* [ABOUT THIS EXERCISE]:
Please look for the string "part" below and report every line in which it occurs.

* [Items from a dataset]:
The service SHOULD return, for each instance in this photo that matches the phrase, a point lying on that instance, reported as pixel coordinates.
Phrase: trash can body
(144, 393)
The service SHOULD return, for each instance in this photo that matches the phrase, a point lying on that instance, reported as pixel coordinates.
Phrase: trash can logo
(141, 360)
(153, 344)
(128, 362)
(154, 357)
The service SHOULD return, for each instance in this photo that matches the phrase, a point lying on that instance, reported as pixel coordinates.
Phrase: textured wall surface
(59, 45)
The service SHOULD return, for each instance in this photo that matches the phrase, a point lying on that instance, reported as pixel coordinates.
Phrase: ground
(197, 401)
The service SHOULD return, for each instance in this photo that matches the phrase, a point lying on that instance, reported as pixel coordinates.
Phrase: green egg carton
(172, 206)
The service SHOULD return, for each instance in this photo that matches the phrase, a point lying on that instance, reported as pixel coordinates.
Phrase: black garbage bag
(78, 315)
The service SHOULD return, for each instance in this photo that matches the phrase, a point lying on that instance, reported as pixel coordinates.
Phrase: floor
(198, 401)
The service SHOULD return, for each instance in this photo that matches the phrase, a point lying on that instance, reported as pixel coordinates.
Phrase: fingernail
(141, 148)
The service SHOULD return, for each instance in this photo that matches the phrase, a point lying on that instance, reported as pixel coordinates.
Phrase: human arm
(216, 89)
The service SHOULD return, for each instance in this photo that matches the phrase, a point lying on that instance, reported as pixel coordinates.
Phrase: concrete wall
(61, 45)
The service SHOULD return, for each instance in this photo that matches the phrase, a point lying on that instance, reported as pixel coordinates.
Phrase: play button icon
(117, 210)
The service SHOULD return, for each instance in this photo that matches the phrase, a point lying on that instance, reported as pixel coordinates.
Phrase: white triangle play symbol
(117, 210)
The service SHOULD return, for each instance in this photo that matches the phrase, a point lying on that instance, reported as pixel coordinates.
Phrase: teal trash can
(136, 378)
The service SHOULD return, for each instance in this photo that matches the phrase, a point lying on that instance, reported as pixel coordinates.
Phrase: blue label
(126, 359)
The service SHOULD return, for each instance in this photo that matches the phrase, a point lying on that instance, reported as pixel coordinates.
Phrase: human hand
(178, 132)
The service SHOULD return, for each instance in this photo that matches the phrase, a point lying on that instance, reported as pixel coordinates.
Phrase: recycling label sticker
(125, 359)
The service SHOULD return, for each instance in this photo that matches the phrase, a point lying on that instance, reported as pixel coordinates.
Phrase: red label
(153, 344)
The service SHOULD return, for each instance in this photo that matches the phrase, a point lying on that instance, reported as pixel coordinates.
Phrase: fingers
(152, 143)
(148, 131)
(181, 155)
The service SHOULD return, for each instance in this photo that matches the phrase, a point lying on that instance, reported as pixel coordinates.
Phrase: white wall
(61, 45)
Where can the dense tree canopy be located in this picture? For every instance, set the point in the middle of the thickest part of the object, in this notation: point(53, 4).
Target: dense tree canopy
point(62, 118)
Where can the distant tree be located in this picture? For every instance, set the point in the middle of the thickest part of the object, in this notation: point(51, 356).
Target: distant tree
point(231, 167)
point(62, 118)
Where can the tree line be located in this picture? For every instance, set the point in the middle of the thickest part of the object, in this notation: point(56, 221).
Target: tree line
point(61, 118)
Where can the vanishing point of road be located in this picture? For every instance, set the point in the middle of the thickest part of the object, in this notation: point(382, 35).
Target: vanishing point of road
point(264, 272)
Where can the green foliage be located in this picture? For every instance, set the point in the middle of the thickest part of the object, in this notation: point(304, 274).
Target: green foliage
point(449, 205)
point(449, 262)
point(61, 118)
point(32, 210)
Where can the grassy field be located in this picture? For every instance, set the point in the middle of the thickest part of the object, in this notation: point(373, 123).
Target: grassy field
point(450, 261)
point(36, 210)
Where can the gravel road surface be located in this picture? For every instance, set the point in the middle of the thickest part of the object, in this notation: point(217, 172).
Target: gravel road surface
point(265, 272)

* [RESPONSE BELOW]:
Where can the dense tree canopy be located in this picture? For every instance, set the point in the middle of the thickest part of the object, in this notation: point(53, 4).
Where can the distant tree be located in this picture? For every instance, set the point in the middle of the thickest part of the object, in this notation: point(51, 356).
Where can the tree line be located in this picture? For every instance, set the point in the middle of the thickest part of the object, in this notation: point(56, 221).
Where can the vanishing point of road be located in this picture? For every instance, set the point in the middle of the thickest part of the object, in this notation: point(382, 35).
Where can the green foliage be located in this picture? For every instance, set the point in the middle of the thickest part of the object, in this notation: point(304, 274).
Where can the grassy field be located in this picture? For every instance, set the point in the middle of the thickest part of the object, in this notation: point(373, 123).
Where can the gravel road surface be located in this picture? For every instance, set the point in the middle of the thickest part of the object, in this notation: point(217, 172).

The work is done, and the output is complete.